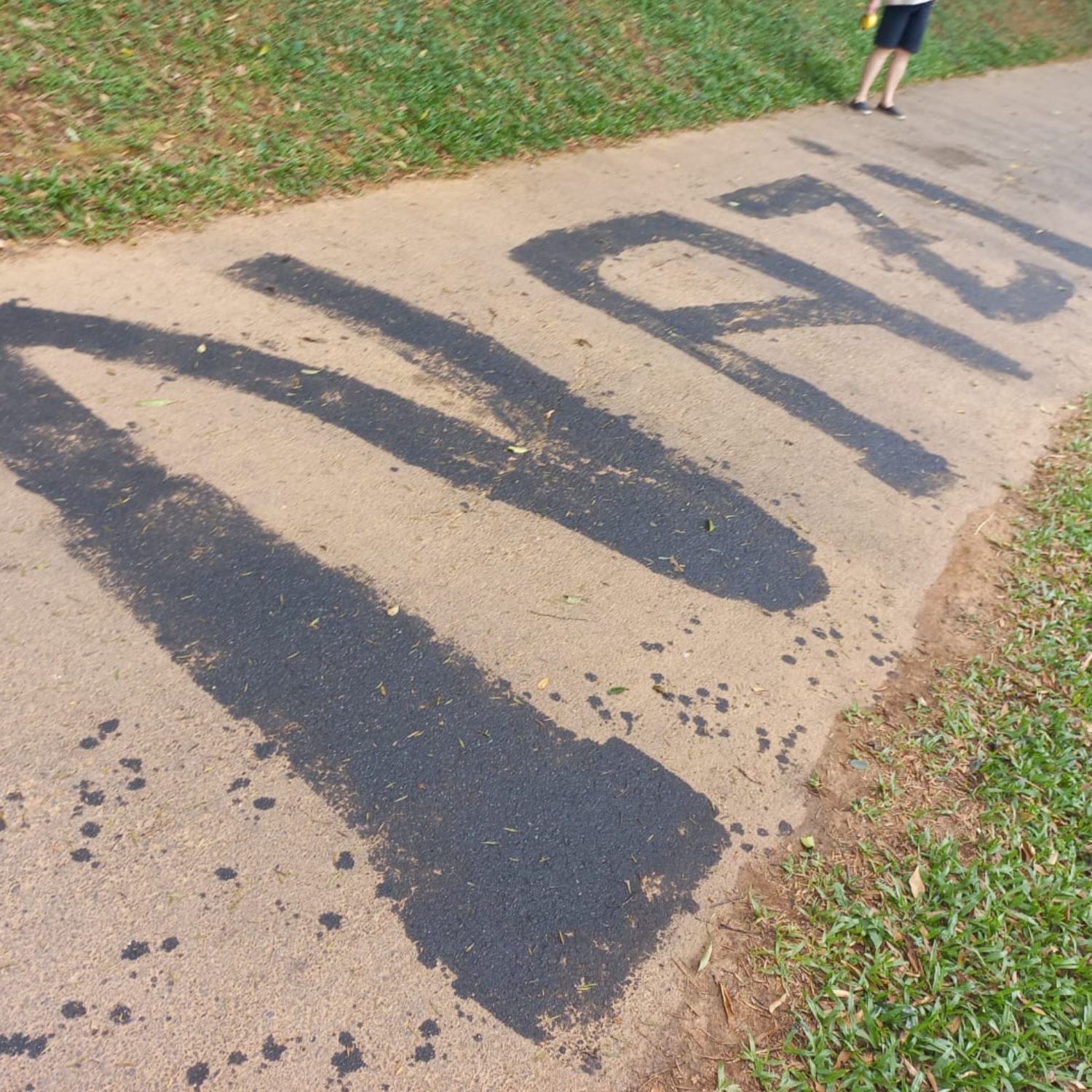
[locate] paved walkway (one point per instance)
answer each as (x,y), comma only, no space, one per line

* * *

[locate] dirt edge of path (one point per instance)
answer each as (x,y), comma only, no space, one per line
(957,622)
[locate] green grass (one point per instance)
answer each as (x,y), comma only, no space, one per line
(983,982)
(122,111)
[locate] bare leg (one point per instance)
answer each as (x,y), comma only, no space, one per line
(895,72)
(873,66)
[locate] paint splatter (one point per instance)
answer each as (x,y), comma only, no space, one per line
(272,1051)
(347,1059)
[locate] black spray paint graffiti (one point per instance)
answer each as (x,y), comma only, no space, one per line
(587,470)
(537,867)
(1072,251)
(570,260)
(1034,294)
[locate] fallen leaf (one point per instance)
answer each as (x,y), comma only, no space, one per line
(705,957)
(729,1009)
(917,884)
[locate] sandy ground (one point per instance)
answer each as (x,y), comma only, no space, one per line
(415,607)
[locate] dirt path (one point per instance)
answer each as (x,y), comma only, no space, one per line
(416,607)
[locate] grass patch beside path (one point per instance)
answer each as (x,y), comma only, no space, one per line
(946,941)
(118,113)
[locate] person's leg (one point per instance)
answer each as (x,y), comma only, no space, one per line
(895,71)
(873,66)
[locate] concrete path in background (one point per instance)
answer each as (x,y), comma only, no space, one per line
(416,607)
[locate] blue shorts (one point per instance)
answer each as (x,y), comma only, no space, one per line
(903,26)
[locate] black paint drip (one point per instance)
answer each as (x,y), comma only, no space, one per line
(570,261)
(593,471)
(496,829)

---

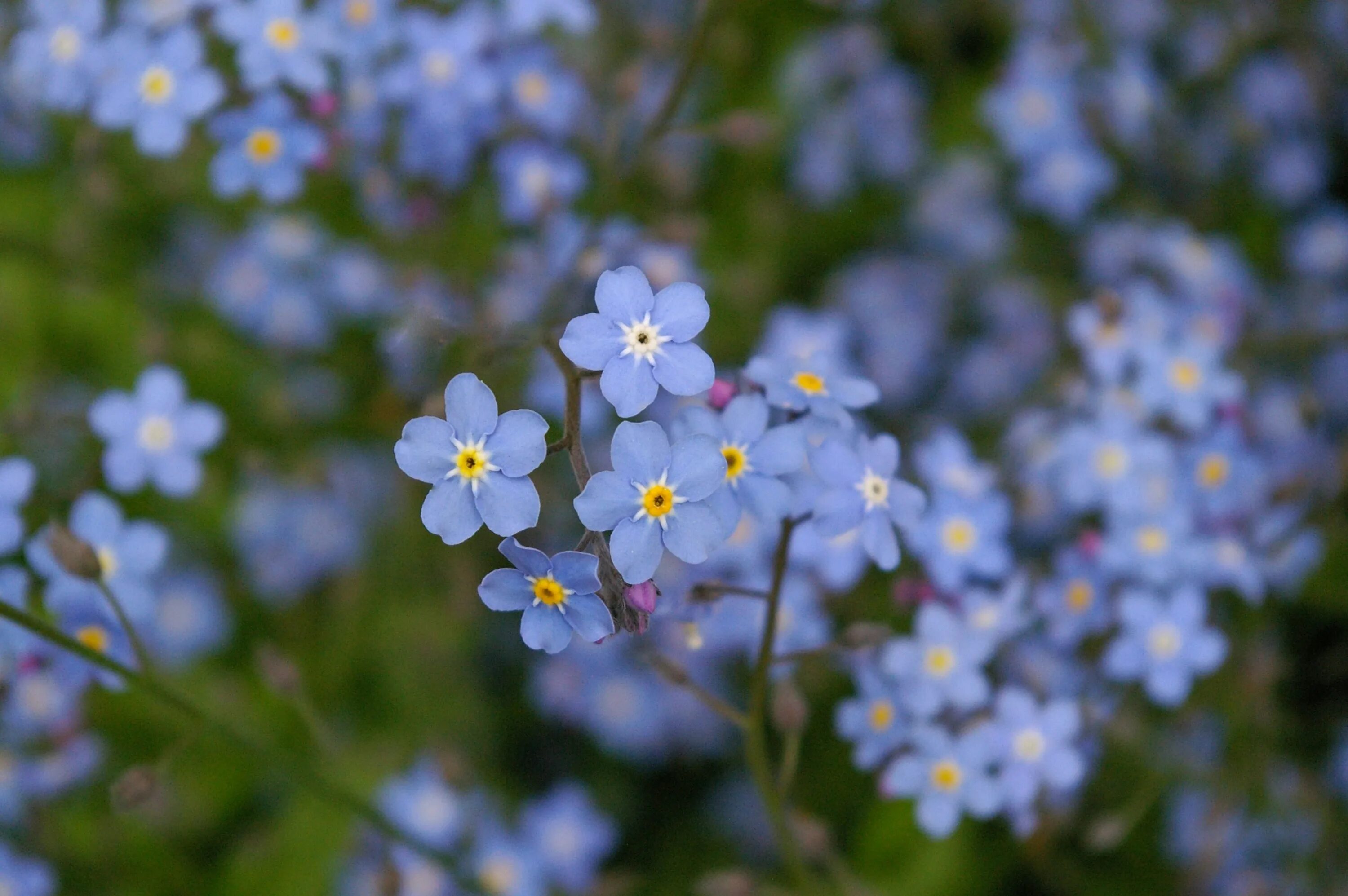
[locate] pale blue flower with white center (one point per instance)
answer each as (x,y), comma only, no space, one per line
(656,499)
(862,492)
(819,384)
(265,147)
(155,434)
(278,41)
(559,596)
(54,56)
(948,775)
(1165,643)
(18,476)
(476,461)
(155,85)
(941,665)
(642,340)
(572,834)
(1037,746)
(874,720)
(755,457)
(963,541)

Direction: From the data above, copy out every line that contains the word "grass".

Right answer:
[locate] green grass (one point per instance)
[locate] grass patch beside path (one point per instance)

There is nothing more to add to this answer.